--- Start of PAGE EXTRACT ---

The assailants came at dusk, creeping on foot through the dusty palm groves near the Tigris River, armed only with a rocket-propelled grenade, a light machine gun and Kalashnikovs. They had laid roadside bombs to kill anyone who rushed to help the unsuspecting local guards, who were in their sights.
When the attack on the village last month was over, nine members of a Sunni tribe that had opposed the Islamic State were dead and four were wounded, one of them nearly burned to death.
This is the Islamic State in Iraq in 2020: low-tech, low-cost, rural, but still lethal. And while it has not carried out attacks on the scale that it did a few years ago, the number of attacks has begun to grow again.
As American and Iraqi negotiators begin a new round of strategic talks on Thursday, the question of how to respond to the Islamic State’s quiet resurgence — and how much American help is required to do so — will be at the center of the discussion.
There are currently about 5,200 American troops in Iraq, whose main missions are counterterrorism and training Iraqi forces.

--- End of PAGE EXTRACT ---

SET OF TASKS —
a) Decide whether each statement agrees with the passage on the Islamic State in Iraq, answering yes or no and quoting the words of the passage that settle it: (i) The attackers reached the village by vehicle. (ii) Nine members of a Sunni tribe were killed in the attack. (iii) About 5,200 American troops are currently in Iraq.
b) Transcribe the part of the passage on the Islamic State in Iraq that opens with the words containing "This is the" and closes with "of the discussion.".
The entries that come next are separate material, unrelated to the passage on the Islamic State in Iraq.

--- Start of EXTRACTED ENTRIES ---

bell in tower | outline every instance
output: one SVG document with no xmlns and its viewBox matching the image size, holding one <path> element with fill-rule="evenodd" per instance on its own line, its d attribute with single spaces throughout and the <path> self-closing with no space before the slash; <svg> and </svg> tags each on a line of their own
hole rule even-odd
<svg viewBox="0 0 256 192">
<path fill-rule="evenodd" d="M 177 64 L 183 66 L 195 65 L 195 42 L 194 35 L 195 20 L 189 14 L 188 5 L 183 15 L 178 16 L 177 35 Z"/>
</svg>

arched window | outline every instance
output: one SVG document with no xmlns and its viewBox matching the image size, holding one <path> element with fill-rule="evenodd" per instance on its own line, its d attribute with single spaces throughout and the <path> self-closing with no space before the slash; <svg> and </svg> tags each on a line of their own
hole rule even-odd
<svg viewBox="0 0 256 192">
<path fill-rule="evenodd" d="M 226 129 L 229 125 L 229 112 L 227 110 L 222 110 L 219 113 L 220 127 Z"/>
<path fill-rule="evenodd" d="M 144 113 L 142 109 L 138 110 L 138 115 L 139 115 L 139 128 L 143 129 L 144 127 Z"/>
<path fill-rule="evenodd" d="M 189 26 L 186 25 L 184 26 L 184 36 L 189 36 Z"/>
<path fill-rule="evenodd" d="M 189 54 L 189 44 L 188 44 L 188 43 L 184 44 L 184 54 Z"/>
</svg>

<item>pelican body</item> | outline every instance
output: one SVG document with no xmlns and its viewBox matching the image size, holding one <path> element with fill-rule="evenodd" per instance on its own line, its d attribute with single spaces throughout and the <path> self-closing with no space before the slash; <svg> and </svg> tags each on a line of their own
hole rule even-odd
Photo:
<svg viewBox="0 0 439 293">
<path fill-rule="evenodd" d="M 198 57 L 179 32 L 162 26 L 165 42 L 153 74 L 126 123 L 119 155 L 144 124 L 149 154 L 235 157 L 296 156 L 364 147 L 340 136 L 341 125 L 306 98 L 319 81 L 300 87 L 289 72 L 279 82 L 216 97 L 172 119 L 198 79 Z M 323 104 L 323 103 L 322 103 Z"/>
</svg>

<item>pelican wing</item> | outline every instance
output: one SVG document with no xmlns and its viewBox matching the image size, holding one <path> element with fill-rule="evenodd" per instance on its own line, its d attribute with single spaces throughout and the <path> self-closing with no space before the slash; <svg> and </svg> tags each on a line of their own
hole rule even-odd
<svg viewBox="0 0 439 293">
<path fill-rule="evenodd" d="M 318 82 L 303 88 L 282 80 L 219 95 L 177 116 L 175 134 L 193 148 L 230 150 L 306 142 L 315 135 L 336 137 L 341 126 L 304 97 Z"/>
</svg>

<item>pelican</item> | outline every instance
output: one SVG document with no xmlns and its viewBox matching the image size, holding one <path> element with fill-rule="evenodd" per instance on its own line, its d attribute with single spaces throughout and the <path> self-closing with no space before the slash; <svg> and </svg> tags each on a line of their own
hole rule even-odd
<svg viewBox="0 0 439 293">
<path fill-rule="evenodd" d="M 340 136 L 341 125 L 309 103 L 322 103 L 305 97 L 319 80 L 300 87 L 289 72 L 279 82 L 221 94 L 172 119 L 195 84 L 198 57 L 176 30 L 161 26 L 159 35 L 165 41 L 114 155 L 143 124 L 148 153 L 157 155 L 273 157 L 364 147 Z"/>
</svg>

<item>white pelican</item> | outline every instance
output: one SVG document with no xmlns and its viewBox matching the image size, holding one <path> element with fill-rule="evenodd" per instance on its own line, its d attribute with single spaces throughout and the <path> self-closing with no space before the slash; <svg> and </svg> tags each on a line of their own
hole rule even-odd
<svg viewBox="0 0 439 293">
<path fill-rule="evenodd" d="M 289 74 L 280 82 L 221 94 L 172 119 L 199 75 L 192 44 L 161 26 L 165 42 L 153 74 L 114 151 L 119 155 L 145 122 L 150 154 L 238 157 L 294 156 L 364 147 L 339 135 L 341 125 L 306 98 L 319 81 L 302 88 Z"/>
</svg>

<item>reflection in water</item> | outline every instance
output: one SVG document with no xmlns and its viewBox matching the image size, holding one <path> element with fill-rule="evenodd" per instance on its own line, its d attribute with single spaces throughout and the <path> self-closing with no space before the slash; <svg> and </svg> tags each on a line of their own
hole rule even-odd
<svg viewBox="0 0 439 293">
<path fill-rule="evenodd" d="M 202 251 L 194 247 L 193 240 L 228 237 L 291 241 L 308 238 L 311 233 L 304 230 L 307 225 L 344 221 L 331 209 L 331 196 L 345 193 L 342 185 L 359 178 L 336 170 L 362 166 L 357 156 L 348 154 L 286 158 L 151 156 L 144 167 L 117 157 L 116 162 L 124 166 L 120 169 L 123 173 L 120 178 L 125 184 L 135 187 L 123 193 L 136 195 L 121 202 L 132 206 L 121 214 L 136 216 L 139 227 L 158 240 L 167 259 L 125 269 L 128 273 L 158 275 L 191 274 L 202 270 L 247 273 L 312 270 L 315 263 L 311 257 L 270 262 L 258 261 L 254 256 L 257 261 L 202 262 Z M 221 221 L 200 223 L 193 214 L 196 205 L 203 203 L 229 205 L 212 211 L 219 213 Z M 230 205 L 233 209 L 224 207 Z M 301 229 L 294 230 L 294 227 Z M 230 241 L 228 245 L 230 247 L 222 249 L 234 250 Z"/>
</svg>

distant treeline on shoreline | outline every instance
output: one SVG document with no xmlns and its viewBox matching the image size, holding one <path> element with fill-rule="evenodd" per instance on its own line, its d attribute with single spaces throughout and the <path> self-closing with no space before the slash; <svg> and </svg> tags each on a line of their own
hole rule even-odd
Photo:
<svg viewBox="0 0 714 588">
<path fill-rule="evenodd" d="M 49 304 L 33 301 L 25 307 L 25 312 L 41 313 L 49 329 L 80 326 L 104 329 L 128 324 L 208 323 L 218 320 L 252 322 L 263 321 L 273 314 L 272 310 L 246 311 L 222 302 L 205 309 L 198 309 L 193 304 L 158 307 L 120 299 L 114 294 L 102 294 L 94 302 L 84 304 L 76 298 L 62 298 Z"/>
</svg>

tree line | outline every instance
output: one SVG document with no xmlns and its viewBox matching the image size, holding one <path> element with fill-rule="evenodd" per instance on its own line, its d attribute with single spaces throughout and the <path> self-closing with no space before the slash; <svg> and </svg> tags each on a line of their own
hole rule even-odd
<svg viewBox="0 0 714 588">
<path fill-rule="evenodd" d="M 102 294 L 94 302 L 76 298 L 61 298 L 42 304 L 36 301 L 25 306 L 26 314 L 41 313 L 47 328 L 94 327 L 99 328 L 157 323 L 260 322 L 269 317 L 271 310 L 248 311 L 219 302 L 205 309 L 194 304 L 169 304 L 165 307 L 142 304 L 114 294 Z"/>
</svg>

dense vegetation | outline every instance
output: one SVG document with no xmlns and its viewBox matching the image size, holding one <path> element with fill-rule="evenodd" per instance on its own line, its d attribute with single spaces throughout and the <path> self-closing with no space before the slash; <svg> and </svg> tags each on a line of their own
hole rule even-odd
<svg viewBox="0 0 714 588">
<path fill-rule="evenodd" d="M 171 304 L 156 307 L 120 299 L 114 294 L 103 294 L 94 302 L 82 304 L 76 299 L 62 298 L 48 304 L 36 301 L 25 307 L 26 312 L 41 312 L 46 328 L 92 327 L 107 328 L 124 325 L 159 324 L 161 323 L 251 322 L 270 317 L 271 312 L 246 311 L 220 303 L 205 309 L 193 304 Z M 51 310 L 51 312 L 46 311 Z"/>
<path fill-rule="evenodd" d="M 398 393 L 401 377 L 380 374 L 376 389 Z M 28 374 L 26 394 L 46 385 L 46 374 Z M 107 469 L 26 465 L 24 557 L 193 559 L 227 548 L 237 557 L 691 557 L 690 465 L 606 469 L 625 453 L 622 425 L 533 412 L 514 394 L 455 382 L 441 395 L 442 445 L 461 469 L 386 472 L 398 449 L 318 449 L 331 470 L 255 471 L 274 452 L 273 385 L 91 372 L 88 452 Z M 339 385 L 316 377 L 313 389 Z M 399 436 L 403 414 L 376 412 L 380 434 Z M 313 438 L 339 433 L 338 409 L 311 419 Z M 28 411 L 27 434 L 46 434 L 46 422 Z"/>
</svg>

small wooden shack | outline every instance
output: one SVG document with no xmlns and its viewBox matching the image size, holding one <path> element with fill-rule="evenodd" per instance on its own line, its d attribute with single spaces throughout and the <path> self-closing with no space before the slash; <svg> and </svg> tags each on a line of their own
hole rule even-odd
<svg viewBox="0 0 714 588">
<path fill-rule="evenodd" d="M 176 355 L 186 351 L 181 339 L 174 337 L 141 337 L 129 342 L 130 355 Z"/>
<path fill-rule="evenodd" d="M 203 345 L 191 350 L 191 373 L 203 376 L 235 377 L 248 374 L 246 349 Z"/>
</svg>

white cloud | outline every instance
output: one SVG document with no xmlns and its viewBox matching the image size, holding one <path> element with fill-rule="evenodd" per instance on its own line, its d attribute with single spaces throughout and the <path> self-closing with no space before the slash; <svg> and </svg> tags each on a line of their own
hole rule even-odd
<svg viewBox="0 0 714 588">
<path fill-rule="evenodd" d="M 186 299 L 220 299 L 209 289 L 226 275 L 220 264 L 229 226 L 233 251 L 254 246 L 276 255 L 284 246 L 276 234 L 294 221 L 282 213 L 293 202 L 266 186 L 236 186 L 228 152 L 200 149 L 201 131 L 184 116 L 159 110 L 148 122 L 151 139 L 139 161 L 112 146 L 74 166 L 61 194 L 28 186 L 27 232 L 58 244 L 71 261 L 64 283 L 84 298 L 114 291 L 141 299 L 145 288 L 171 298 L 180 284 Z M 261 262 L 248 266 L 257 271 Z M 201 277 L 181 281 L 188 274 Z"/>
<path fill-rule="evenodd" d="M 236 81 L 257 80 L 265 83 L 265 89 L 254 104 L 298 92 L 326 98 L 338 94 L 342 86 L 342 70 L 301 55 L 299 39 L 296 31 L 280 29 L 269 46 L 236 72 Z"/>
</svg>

--- End of EXTRACTED ENTRIES ---

RESPONSES TO THE TASKS —
a)
(i) No: "creeping on foot through the dusty palm groves near the Tigris River"
(ii) Yes: "nine members of a Sunni tribe that had opposed the Islamic State were dead"
(iii) Yes: "There are currently about 5,200 American troops in Iraq"

b)
This is the Islamic State in Iraq in 2020: low-tech, low-cost, rural, but still lethal. And while it has not carried out attacks on the scale that it did a few years ago, the number of attacks has begun to grow again.
As American and Iraqi negotiators begin a new round of strategic talks on Thursday, the question of how to respond to the Islamic State’s quiet resurgence — and how much American help is required to do so — will be at the center of the discussion.